What you should do —
Copy the lines of the data below verbatim, starting at the line that contains "Expected: for every instance of the shrub, one" and ending at the last line of the data, with both ends included.

Pointing and labeling entries —
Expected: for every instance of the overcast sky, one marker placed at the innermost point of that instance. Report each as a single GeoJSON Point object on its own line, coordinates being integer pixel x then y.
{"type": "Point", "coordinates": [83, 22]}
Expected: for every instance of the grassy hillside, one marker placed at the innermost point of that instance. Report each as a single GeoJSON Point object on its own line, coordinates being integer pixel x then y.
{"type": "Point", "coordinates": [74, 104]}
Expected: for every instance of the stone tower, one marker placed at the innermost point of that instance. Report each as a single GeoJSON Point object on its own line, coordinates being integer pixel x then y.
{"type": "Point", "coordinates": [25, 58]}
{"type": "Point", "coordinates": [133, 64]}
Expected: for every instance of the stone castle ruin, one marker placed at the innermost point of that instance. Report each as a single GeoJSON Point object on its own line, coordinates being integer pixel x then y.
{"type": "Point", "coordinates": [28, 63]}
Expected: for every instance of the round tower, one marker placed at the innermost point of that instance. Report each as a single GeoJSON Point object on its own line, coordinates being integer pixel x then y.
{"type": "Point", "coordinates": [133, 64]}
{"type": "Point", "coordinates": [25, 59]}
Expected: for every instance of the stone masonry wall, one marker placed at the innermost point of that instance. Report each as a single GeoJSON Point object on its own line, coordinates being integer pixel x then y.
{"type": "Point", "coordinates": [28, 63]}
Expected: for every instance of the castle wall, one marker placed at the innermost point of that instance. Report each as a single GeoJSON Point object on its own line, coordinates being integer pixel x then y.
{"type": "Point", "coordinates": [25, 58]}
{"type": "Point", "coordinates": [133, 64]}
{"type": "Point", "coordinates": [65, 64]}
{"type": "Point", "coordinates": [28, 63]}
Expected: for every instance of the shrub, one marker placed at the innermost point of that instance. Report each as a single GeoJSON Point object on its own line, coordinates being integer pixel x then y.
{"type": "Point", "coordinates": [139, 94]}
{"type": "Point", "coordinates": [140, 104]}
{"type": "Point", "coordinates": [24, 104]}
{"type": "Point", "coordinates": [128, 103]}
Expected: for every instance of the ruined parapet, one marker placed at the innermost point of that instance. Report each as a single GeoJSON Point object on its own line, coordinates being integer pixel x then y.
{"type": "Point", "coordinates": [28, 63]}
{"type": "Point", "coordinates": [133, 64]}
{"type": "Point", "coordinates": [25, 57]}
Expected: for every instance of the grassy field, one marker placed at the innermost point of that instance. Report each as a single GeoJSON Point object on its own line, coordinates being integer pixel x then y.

Complete answer —
Expected: for every instance of the shrub, one marker placed at the innermost point of that instance. Report each as a single GeoJSON Point object on its own line, coordinates being integer pixel x then y.
{"type": "Point", "coordinates": [139, 94]}
{"type": "Point", "coordinates": [140, 104]}
{"type": "Point", "coordinates": [24, 104]}
{"type": "Point", "coordinates": [128, 103]}
Expected: for every instance of the ruined parapet, one marker placed at the innermost point of that instance. Report each as a single GeoJSON Point object on its own line, coordinates being integer pixel x then y.
{"type": "Point", "coordinates": [28, 63]}
{"type": "Point", "coordinates": [133, 64]}
{"type": "Point", "coordinates": [25, 57]}
Expected: for every instance of the grassy field, one marker placed at the innermost point of that instance. Report each as a single GeoJSON Point object on its own line, coordinates being integer pixel x then y.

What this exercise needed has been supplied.